··· Dataset excerpts

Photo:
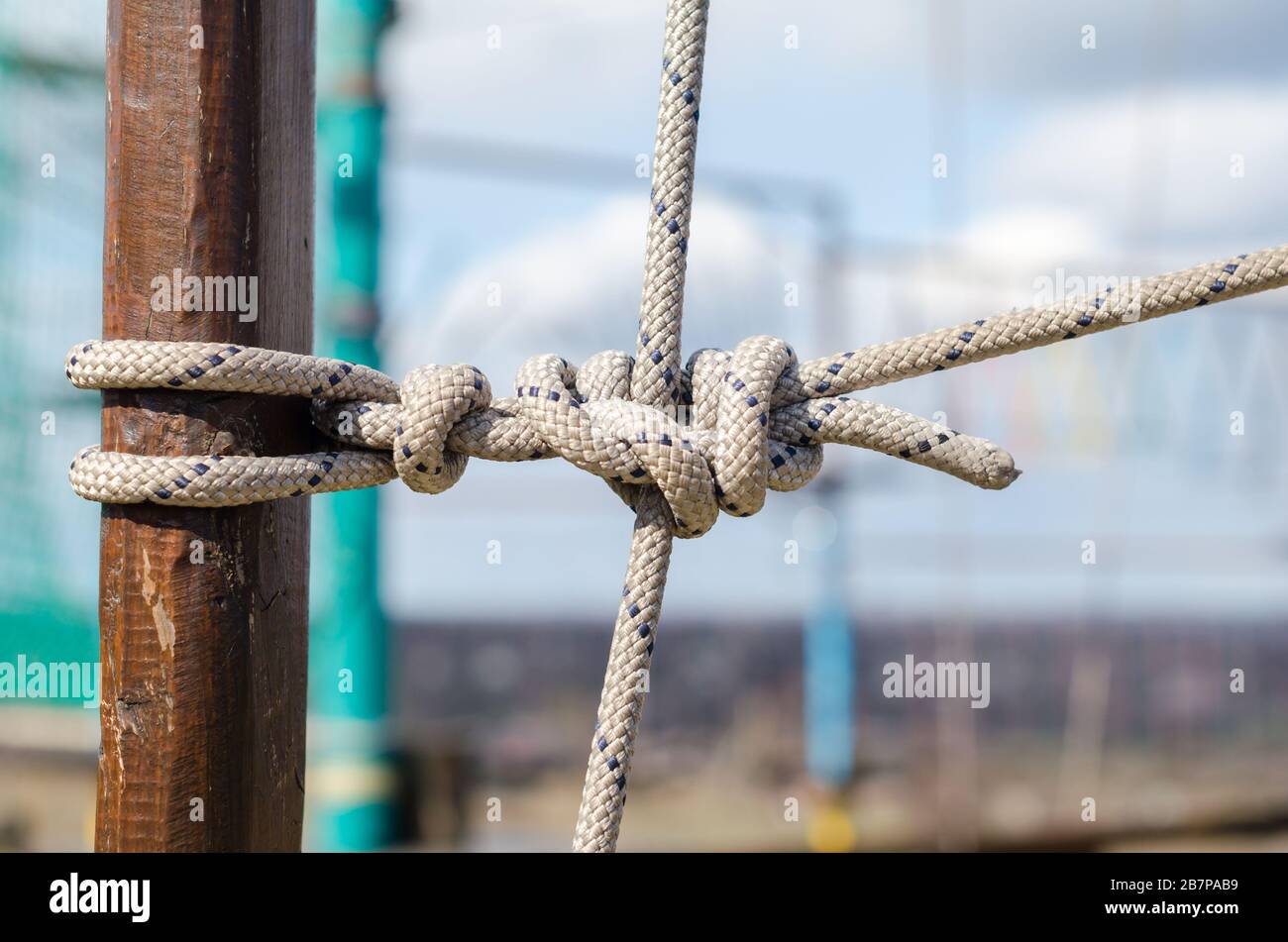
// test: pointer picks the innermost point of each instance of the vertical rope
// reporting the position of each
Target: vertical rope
(656, 381)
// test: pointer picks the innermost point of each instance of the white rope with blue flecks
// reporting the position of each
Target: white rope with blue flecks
(756, 417)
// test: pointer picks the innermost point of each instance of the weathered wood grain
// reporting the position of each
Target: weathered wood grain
(210, 171)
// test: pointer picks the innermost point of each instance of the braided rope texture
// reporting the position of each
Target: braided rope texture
(428, 427)
(756, 417)
(656, 382)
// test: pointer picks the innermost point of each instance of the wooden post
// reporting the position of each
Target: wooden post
(204, 613)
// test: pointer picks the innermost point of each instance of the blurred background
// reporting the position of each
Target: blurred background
(866, 170)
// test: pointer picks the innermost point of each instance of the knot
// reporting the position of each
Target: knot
(726, 456)
(433, 400)
(745, 422)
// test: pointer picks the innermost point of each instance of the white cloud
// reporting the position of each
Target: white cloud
(575, 289)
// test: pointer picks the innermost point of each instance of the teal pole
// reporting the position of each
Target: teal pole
(351, 770)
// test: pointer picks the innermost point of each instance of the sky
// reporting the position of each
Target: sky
(1112, 159)
(1085, 139)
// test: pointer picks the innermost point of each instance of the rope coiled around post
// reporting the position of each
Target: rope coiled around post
(425, 429)
(756, 417)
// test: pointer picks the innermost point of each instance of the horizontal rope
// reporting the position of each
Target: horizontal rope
(441, 416)
(584, 417)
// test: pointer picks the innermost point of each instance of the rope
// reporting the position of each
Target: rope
(679, 444)
(424, 430)
(656, 383)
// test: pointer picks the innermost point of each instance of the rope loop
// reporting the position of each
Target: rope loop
(433, 400)
(741, 439)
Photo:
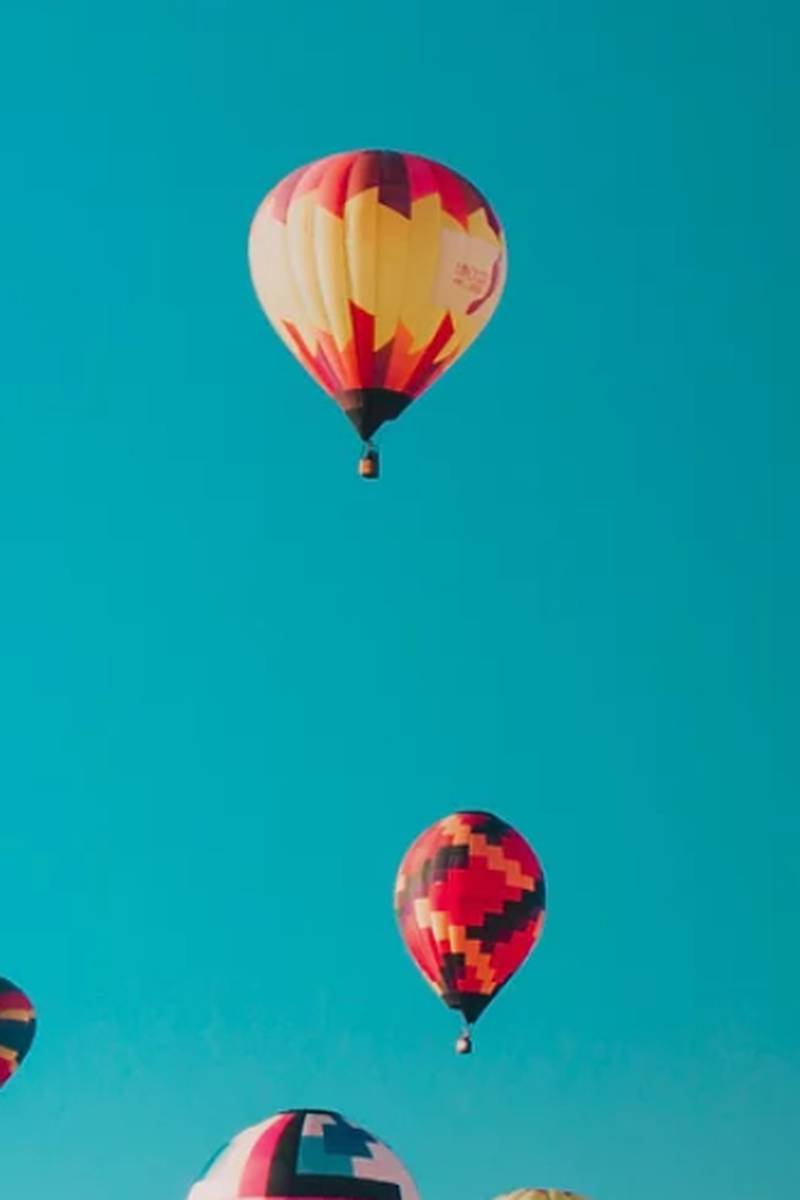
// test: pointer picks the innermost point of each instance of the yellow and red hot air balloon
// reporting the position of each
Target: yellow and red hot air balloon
(469, 900)
(377, 269)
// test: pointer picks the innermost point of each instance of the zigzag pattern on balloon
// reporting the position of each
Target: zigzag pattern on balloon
(305, 1155)
(470, 904)
(377, 269)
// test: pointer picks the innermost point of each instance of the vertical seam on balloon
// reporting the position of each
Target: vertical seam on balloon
(348, 273)
(405, 253)
(319, 287)
(364, 383)
(295, 279)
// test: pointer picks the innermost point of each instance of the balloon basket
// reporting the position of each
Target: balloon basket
(370, 465)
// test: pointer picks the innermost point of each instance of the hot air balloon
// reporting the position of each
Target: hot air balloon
(540, 1194)
(305, 1153)
(377, 269)
(17, 1029)
(469, 900)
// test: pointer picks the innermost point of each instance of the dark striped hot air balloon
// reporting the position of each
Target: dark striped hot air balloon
(17, 1029)
(377, 269)
(470, 905)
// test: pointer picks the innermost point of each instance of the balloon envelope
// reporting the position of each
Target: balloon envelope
(377, 269)
(17, 1029)
(305, 1153)
(469, 899)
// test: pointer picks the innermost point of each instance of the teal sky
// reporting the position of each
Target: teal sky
(236, 682)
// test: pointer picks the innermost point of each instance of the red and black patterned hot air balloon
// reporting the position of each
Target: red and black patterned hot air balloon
(17, 1029)
(470, 904)
(377, 269)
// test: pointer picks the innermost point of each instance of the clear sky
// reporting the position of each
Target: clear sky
(236, 682)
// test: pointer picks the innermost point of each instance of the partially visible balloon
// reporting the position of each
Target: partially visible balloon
(377, 269)
(17, 1029)
(539, 1194)
(305, 1153)
(469, 899)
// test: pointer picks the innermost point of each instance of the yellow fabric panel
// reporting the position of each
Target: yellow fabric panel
(272, 276)
(420, 316)
(332, 274)
(361, 246)
(300, 237)
(392, 269)
(479, 227)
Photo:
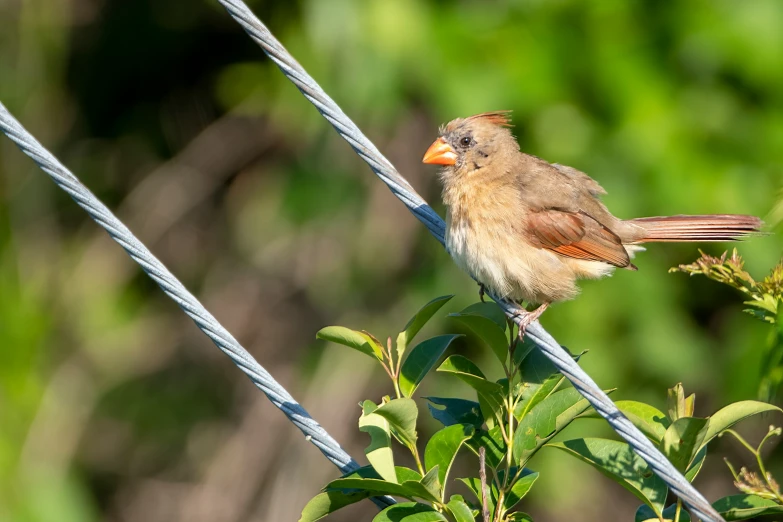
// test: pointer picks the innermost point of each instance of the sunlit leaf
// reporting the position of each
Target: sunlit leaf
(650, 420)
(328, 502)
(379, 452)
(401, 414)
(421, 360)
(442, 448)
(743, 507)
(617, 461)
(455, 411)
(409, 512)
(645, 514)
(520, 488)
(353, 339)
(730, 415)
(489, 332)
(545, 420)
(418, 321)
(682, 441)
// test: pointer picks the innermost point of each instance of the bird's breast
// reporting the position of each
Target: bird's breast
(490, 245)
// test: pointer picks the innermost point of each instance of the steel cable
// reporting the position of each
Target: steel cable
(424, 213)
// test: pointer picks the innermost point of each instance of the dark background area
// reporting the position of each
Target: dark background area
(113, 406)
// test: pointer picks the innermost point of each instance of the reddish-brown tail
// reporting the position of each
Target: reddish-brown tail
(717, 227)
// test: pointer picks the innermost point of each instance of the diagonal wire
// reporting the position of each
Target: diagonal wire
(400, 187)
(424, 213)
(177, 291)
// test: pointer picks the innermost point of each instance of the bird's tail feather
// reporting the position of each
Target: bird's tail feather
(715, 227)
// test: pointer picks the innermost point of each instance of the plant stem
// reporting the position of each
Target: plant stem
(417, 458)
(396, 387)
(483, 477)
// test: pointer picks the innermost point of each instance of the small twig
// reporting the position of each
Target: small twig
(483, 477)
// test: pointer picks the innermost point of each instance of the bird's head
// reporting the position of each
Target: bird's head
(468, 145)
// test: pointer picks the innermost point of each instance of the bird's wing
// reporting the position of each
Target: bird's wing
(576, 235)
(582, 179)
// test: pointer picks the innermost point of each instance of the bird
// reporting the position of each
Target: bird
(527, 230)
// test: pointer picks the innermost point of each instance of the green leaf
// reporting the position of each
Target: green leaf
(427, 488)
(539, 379)
(492, 441)
(442, 448)
(682, 441)
(520, 488)
(645, 514)
(489, 310)
(696, 464)
(727, 417)
(379, 452)
(650, 420)
(402, 473)
(409, 512)
(373, 486)
(460, 509)
(617, 461)
(401, 414)
(490, 394)
(351, 338)
(421, 360)
(328, 502)
(455, 411)
(418, 321)
(489, 332)
(544, 421)
(679, 405)
(743, 507)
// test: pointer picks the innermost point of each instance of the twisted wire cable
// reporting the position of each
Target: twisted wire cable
(177, 291)
(424, 213)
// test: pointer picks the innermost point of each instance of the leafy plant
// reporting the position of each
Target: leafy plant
(680, 436)
(761, 492)
(764, 304)
(509, 421)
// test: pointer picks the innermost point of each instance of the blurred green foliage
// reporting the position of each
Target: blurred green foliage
(113, 406)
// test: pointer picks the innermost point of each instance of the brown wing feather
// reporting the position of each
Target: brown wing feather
(577, 235)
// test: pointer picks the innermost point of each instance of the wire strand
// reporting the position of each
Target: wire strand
(420, 209)
(424, 213)
(177, 291)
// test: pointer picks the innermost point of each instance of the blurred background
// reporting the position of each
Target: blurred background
(113, 405)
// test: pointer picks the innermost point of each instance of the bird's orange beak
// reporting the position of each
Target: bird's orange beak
(440, 153)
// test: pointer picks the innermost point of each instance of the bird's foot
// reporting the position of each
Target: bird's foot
(527, 318)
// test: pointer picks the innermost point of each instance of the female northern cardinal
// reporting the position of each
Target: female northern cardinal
(527, 229)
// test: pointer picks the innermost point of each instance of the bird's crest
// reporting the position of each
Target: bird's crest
(499, 118)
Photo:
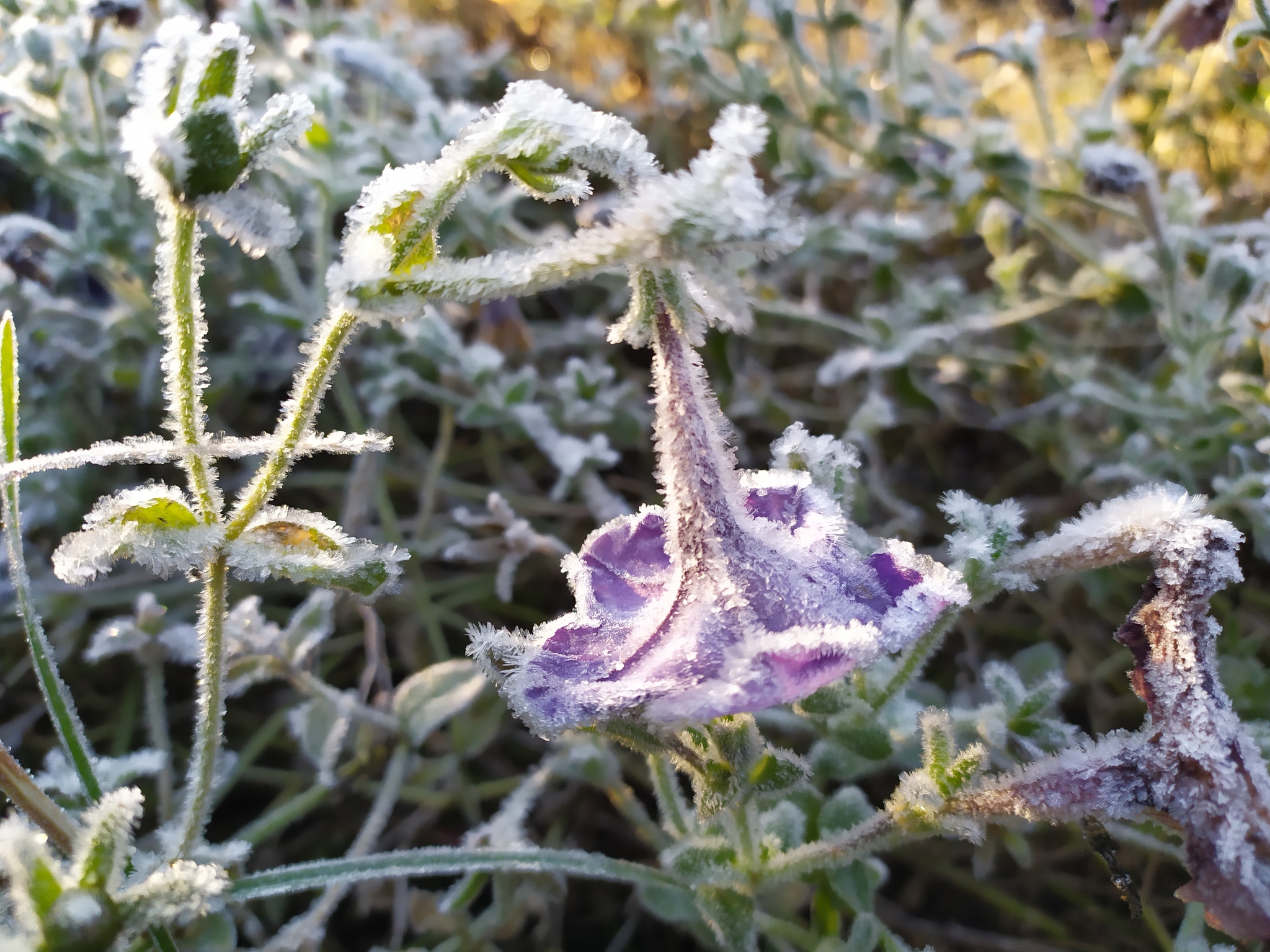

······

▸ **Prompt**
Pull out every line of the data above that contains the word "dark", matching its case exactly.

▸ **Answer to this exercise**
// test: pointer picks the innermost point of each instance of the dark striped hot air balloon
Target: dark striped hot air balloon
// test: pointer picks the innermost point of each instance of the dark background area
Target: dark background area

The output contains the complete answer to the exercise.